**WRITTEN TASK A**
Name every controller type number mentioned in the passage on multi-stage temperature controllers.
**WRITTEN TASK B**
Write out the passage on multi-stage temperature controllers verbatim, from "If you want" up to and including "to the controller.".
**WRITTEN TASK C**
Extend the passage on multi-stage temperature controllers, picking up after its final sentence.

**EXCERPT**
• • •

If you want multiple on/off signals from a monitored temperature (signal device 1 ON when the temperature drops below 20 C, device 2 ON when the temperature drops below 19 C, etc.), you can use any of the multi-stage differential controllers in the TESS Controllers library. Types 1502/1503 allow up to 100 sequential stages with different setpoints for each stage. The user can define whether prior stages should stay on or turn off when a new stage comes on. Types 970/971 are similar to Types 1502/1503, but allow the user to specify individual deadbands for each stage, as well as minimum run-time or time delays before starting/stopping each new stage. If you're monitoring multiple zone temperatures, you may need an equation block to calculate the minimum/maximum temperature of all zones first, then send that value to the controller.

• • •

**DATA SHOWN**
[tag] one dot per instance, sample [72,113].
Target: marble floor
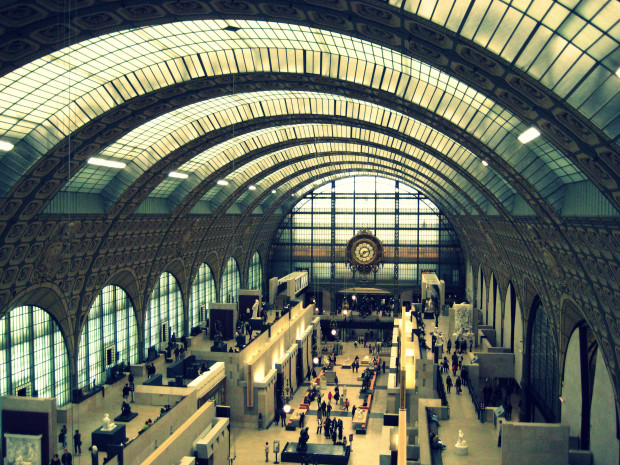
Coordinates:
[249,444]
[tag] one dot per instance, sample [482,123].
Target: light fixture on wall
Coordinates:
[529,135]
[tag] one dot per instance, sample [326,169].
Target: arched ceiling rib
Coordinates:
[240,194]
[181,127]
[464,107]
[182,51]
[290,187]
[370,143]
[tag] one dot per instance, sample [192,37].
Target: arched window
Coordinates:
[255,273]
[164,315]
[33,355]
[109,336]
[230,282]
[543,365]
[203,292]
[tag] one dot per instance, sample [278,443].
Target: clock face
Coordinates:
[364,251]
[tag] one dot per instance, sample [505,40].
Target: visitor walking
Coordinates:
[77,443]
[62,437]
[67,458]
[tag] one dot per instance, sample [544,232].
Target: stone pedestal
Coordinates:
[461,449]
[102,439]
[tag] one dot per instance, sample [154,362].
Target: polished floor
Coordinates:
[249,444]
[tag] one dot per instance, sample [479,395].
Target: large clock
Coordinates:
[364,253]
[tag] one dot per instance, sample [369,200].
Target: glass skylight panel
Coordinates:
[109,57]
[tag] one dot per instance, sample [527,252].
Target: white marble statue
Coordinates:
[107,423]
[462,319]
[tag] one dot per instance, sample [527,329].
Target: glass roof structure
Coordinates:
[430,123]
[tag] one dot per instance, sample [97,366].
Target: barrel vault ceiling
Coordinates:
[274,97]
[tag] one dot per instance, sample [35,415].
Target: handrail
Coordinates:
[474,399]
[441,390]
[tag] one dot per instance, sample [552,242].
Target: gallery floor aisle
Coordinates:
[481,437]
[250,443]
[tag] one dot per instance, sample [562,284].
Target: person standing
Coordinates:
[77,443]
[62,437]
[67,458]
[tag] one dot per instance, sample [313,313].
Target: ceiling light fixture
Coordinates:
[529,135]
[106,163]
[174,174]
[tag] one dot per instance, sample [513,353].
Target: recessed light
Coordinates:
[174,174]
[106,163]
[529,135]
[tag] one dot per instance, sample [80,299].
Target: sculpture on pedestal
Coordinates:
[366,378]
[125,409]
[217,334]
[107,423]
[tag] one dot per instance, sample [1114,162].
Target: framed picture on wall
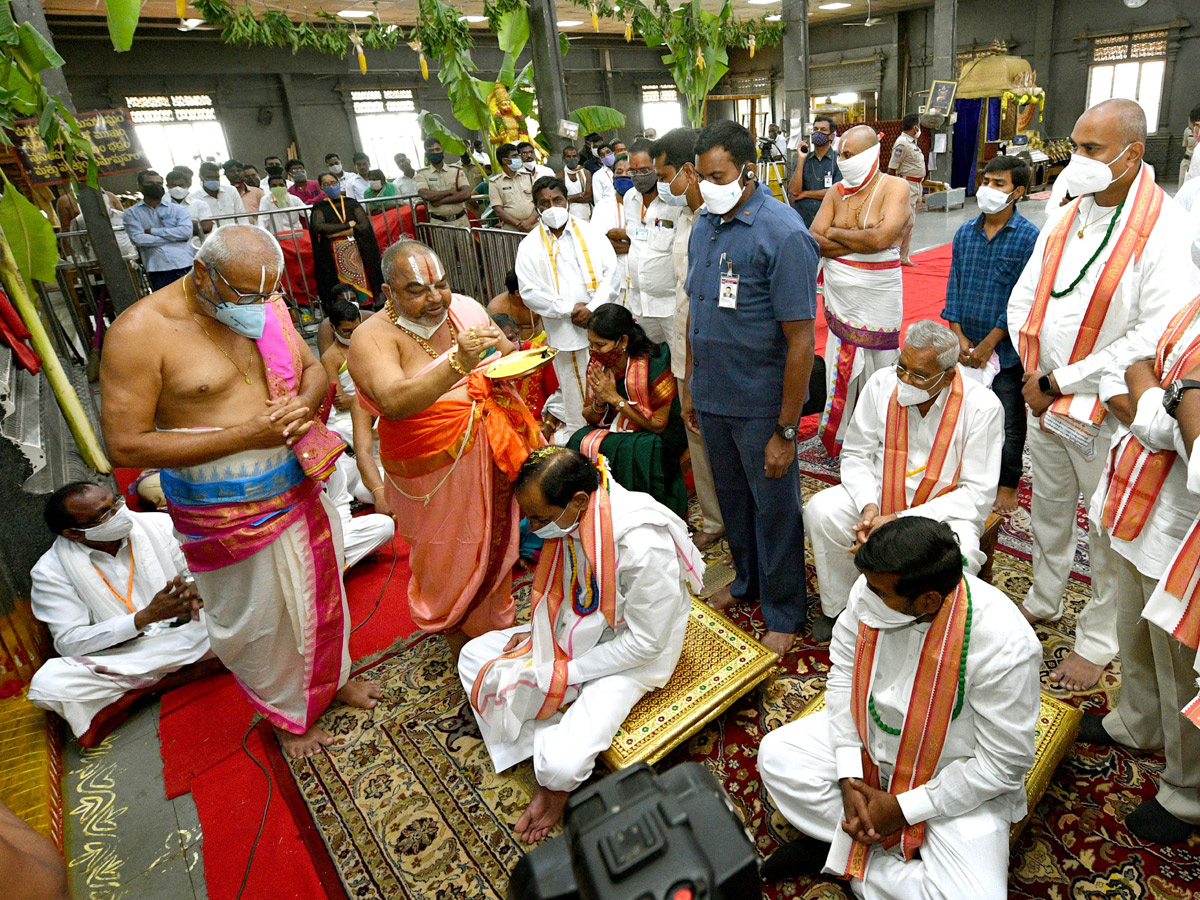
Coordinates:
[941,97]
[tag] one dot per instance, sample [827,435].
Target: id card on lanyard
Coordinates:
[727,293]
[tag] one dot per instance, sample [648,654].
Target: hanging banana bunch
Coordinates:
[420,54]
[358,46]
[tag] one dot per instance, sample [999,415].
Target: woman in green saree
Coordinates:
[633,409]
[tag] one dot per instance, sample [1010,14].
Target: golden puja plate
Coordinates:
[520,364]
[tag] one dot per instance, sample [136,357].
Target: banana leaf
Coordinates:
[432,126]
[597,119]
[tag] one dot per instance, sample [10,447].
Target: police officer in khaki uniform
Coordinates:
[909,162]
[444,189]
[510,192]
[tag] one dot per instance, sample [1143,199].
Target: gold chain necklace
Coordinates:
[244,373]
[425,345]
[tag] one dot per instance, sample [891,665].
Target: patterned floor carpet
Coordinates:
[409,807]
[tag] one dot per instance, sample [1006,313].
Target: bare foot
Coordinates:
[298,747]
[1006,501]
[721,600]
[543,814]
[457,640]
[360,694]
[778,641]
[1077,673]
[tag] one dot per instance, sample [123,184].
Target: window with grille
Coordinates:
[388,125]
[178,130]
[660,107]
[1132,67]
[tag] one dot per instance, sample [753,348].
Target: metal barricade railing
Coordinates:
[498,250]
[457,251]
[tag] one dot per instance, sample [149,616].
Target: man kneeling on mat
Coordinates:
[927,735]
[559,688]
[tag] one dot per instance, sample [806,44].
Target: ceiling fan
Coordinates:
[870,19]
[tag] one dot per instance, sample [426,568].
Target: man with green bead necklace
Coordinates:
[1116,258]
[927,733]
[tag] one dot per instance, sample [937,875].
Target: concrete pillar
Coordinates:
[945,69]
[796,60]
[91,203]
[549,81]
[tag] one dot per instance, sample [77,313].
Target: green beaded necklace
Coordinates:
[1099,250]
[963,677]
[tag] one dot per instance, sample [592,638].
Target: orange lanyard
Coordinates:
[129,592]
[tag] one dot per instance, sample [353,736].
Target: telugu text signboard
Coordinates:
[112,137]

• • •

**EXPECTED ANSWER A**
1502, 1503, 970, 971

**EXPECTED ANSWER B**
If you want multiple on/off signals from a monitored temperature (signal device 1 ON when the temperature drops below 20 C, device 2 ON when the temperature drops below 19 C, etc.), you can use any of the multi-stage differential controllers in the TESS Controllers library. Types 1502/1503 allow up to 100 sequential stages with different setpoints for each stage. The user can define whether prior stages should stay on or turn off when a new stage comes on. Types 970/971 are similar to Types 1502/1503, but allow the user to specify individual deadbands for each stage, as well as minimum run-time or time delays before starting/stopping each new stage. If you're monitoring multiple zone temperatures, you may need an equation block to calculate the minimum/maximum temperature of all zones first, then send that value to the controller.

**EXPECTED ANSWER C**
If you want to control a central plant of devices based on the total desired load, you can use the staged device controller (Type 910) in the TESS Controllers library. The staged device controller is given a total desired value (total load to supply) as an input at each time step. It will run device 1 until its part-load ratio exceeds a user-specified threshold, then add a second device and share the load equally between the two until both device's maximum part-load ratio is exceeded and a third is brought online, and so forth.
Thanks @a_weiss for your response.
I assume that the second approach is the one I need.
I checked the example in TESS model directory for Type 910 and found the example on pump and chiller activation. Their activation is based on the predefined loads and mass flow rates.
My problem, however, is different. I want to have multiple heat pumps. the outputs of the water-to-air heat pump (type793) to the diverter (type646) are "Inlet Air Temperature", "Inlet Air Humidity Ratio", "Inlet Air % Relative Humidity", "Inlet Air Flowrate", "Inlet Air Pressure". Should I connect the "Total heat transfer to air" output from the heat pump to the staged device controller and the air temperature and flow rate to the diverter for the model?
This is the snapshot of the model. I would appreciate it if you can elaborate.
Just one more comment to elucidate the problem. The maximum heating demand at peak period for all zones is 150000 KJ/hr and the heating capacity of heat pump is 37980 KJ/hr on the load side (air side). Therefore at peak period, 4 heat pumps are required to provide heat to the building.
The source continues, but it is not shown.